**TRY IT:**
From the personal reflection below, list each source the writer turns to when looking for answers.

**EXCERPTED PASSAGE:**
------------------------

So here I am again, sitting here asking this question. The worst part about this question is the lack of answers that could provide understanding and insight into my current situation. So I go looking for them. I ask people, I do web searches, I ask God, I read the scriptures and I align myself with answers that I relate with the most. I apply these answers to my situation to provide some understanding and wisdom on how to move forward. Once again, I am hopeful! It seems things will get better because the applied answers seem to be producing results. I shout with glee as it seems that I am making progress and will have a testimony soon but alas! Once again, I am right back where I started.
They say comparison is the thief of joy, but it is a difficult thing not to do, when almost everyone around you seems to be progressing, not necessarily because they are toiling harder or better than you, and yet you seem to be stuck…or perhaps regressing. Are my mistakes just worse than everyone around me? Am I seeking the wrong path? Why can’t I hear God clearly as everyone else seems to be hearing him? Why the incessant disappointments?
“For I know the plans I have for you”, declares the Lord, “plans to prosper you and not to harm you, plans to give you hope and a future.Jeremiah 29:11 NIV
There are many things that happen to me, my loved ones and so many wonderful people in this world that I will never understand, no matter how much I try to. That’s where I need God’s peace that surpasses all understanding. As a very capable and qualified candidate, why have I toiled so much to get a good job, been through so many interviews, done my best to improve my resume and interview skills, been asked for references a few times, gotten so close and I still haven’t received a job offer for over 7 months? Yet, there are people who get all sorts of opportunities without doing so much. Why am I seeking gainful employment, willing and ready to work, yet there are people who have the gainful employment that I seek that take it for granted? Why am I stuck in this city without the love and support of my loved ones who are continents away from me, yet there are people who have their family close to them and complain bitterly? Why have I been asking God to show me what path to take regarding my career and location for years, yet there are people who ask Him just once and receive a novel worth of revelation? Why are there couples who would give everything they have to welcome a child into their lives & homes, yet there are unfit parents getting pregnant and bearing children that they would be happy discarding? Why do people who I think will remain in my life forever, just fade away like they never existed? What am I doing wrong?

------------------------

**RECORD EXCERPTS:**
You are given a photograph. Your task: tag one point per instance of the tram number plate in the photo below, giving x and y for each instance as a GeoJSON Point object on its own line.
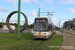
{"type": "Point", "coordinates": [39, 33]}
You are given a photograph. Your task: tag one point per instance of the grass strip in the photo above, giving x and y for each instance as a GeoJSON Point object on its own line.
{"type": "Point", "coordinates": [30, 47]}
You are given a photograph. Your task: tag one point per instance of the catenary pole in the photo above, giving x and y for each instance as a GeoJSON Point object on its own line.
{"type": "Point", "coordinates": [18, 29]}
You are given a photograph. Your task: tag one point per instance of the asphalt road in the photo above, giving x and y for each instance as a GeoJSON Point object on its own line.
{"type": "Point", "coordinates": [68, 40]}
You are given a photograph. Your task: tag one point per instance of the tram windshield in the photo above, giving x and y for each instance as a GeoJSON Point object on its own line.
{"type": "Point", "coordinates": [40, 25]}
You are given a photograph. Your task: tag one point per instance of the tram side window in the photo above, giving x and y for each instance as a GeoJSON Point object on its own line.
{"type": "Point", "coordinates": [49, 27]}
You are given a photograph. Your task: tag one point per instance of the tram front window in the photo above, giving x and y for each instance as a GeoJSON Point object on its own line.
{"type": "Point", "coordinates": [40, 25]}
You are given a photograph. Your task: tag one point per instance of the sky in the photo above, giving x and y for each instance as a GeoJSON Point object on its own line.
{"type": "Point", "coordinates": [63, 9]}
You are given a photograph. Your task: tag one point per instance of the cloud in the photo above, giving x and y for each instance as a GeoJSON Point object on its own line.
{"type": "Point", "coordinates": [33, 13]}
{"type": "Point", "coordinates": [68, 1]}
{"type": "Point", "coordinates": [71, 10]}
{"type": "Point", "coordinates": [42, 5]}
{"type": "Point", "coordinates": [49, 1]}
{"type": "Point", "coordinates": [30, 22]}
{"type": "Point", "coordinates": [3, 10]}
{"type": "Point", "coordinates": [25, 0]}
{"type": "Point", "coordinates": [52, 7]}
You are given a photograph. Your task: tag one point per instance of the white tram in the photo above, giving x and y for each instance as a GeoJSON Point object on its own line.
{"type": "Point", "coordinates": [43, 27]}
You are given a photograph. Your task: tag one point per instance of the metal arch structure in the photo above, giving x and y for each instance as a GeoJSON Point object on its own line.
{"type": "Point", "coordinates": [8, 24]}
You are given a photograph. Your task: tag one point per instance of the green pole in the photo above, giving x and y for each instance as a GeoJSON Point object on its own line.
{"type": "Point", "coordinates": [18, 30]}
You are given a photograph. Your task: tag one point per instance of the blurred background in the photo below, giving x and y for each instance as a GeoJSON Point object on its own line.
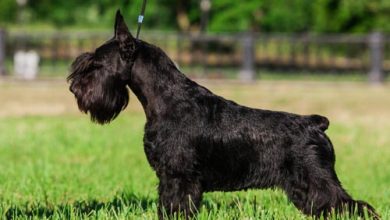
{"type": "Point", "coordinates": [329, 57]}
{"type": "Point", "coordinates": [206, 38]}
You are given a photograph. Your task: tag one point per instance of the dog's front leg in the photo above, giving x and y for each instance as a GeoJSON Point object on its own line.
{"type": "Point", "coordinates": [179, 196]}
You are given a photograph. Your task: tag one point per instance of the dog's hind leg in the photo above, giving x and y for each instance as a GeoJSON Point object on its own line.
{"type": "Point", "coordinates": [312, 185]}
{"type": "Point", "coordinates": [178, 196]}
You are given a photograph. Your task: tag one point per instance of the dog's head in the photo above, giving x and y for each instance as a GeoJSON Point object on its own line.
{"type": "Point", "coordinates": [99, 79]}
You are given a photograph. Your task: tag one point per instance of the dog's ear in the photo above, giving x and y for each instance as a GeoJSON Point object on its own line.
{"type": "Point", "coordinates": [123, 35]}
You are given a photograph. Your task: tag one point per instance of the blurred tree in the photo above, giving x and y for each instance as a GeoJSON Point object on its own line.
{"type": "Point", "coordinates": [185, 15]}
{"type": "Point", "coordinates": [8, 10]}
{"type": "Point", "coordinates": [351, 16]}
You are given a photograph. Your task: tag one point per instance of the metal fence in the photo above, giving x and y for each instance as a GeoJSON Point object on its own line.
{"type": "Point", "coordinates": [214, 55]}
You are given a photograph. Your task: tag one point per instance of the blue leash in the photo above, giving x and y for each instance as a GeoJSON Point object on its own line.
{"type": "Point", "coordinates": [141, 18]}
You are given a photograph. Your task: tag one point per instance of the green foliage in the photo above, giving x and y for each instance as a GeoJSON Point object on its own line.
{"type": "Point", "coordinates": [8, 10]}
{"type": "Point", "coordinates": [320, 16]}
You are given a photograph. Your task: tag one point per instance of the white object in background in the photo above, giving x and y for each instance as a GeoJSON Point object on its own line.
{"type": "Point", "coordinates": [26, 64]}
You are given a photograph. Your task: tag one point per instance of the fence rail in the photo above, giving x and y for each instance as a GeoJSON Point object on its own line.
{"type": "Point", "coordinates": [245, 53]}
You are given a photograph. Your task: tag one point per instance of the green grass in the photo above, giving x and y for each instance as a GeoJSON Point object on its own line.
{"type": "Point", "coordinates": [64, 167]}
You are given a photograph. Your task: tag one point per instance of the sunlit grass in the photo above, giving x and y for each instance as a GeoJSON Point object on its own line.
{"type": "Point", "coordinates": [62, 166]}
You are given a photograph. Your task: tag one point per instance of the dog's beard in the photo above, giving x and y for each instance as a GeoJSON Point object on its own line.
{"type": "Point", "coordinates": [103, 95]}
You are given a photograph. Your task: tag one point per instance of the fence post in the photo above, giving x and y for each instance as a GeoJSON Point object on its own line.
{"type": "Point", "coordinates": [375, 41]}
{"type": "Point", "coordinates": [2, 52]}
{"type": "Point", "coordinates": [247, 72]}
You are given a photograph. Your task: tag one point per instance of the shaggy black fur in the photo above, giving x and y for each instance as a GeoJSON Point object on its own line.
{"type": "Point", "coordinates": [199, 142]}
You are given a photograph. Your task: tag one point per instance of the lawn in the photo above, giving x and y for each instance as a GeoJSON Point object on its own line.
{"type": "Point", "coordinates": [55, 164]}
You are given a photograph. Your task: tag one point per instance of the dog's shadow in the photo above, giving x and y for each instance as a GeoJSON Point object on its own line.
{"type": "Point", "coordinates": [121, 202]}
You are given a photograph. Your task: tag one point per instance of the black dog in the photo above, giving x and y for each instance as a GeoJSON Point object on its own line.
{"type": "Point", "coordinates": [199, 142]}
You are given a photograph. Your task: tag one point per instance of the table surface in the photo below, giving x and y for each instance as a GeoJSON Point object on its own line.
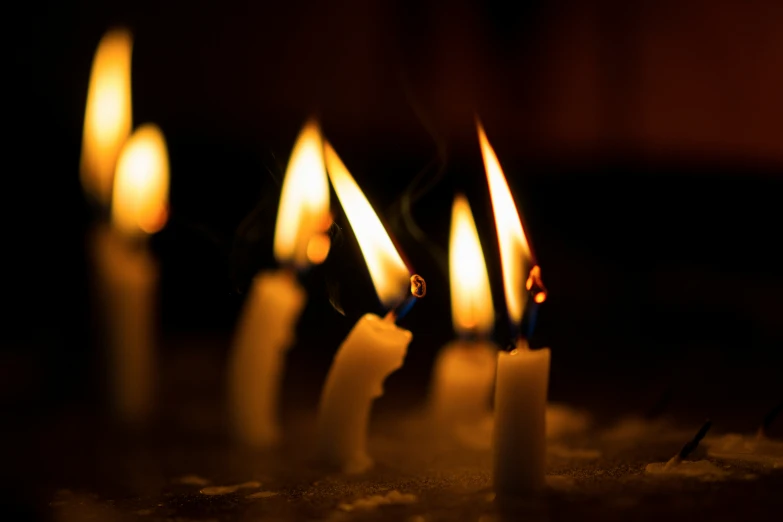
{"type": "Point", "coordinates": [85, 468]}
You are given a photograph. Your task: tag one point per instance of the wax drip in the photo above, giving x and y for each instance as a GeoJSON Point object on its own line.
{"type": "Point", "coordinates": [768, 419]}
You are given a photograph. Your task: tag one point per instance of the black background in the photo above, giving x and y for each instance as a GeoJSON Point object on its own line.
{"type": "Point", "coordinates": [643, 145]}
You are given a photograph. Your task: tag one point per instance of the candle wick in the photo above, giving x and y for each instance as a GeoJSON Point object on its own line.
{"type": "Point", "coordinates": [690, 446]}
{"type": "Point", "coordinates": [418, 290]}
{"type": "Point", "coordinates": [768, 419]}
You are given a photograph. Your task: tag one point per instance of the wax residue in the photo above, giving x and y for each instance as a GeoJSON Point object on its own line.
{"type": "Point", "coordinates": [764, 451]}
{"type": "Point", "coordinates": [192, 480]}
{"type": "Point", "coordinates": [702, 469]}
{"type": "Point", "coordinates": [225, 490]}
{"type": "Point", "coordinates": [372, 502]}
{"type": "Point", "coordinates": [262, 494]}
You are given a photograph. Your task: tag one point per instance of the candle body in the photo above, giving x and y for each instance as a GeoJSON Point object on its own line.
{"type": "Point", "coordinates": [265, 332]}
{"type": "Point", "coordinates": [373, 349]}
{"type": "Point", "coordinates": [519, 440]}
{"type": "Point", "coordinates": [463, 378]}
{"type": "Point", "coordinates": [127, 281]}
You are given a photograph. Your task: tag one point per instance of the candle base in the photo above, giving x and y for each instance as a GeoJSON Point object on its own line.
{"type": "Point", "coordinates": [373, 349]}
{"type": "Point", "coordinates": [126, 279]}
{"type": "Point", "coordinates": [264, 334]}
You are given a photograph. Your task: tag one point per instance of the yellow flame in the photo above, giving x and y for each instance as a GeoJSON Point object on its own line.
{"type": "Point", "coordinates": [141, 184]}
{"type": "Point", "coordinates": [304, 200]}
{"type": "Point", "coordinates": [387, 269]}
{"type": "Point", "coordinates": [515, 253]}
{"type": "Point", "coordinates": [107, 118]}
{"type": "Point", "coordinates": [471, 299]}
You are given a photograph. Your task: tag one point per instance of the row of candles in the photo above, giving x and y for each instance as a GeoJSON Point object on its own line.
{"type": "Point", "coordinates": [127, 173]}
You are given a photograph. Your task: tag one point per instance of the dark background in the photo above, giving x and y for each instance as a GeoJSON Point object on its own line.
{"type": "Point", "coordinates": [643, 143]}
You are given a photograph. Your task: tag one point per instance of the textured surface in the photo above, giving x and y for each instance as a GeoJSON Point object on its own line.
{"type": "Point", "coordinates": [107, 475]}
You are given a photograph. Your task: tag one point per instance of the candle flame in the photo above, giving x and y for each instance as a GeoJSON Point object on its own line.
{"type": "Point", "coordinates": [515, 251]}
{"type": "Point", "coordinates": [387, 269]}
{"type": "Point", "coordinates": [304, 203]}
{"type": "Point", "coordinates": [141, 183]}
{"type": "Point", "coordinates": [471, 299]}
{"type": "Point", "coordinates": [107, 117]}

------------------------

**EXPECTED OUTPUT:**
- People
- Web searches
- God
- The scriptures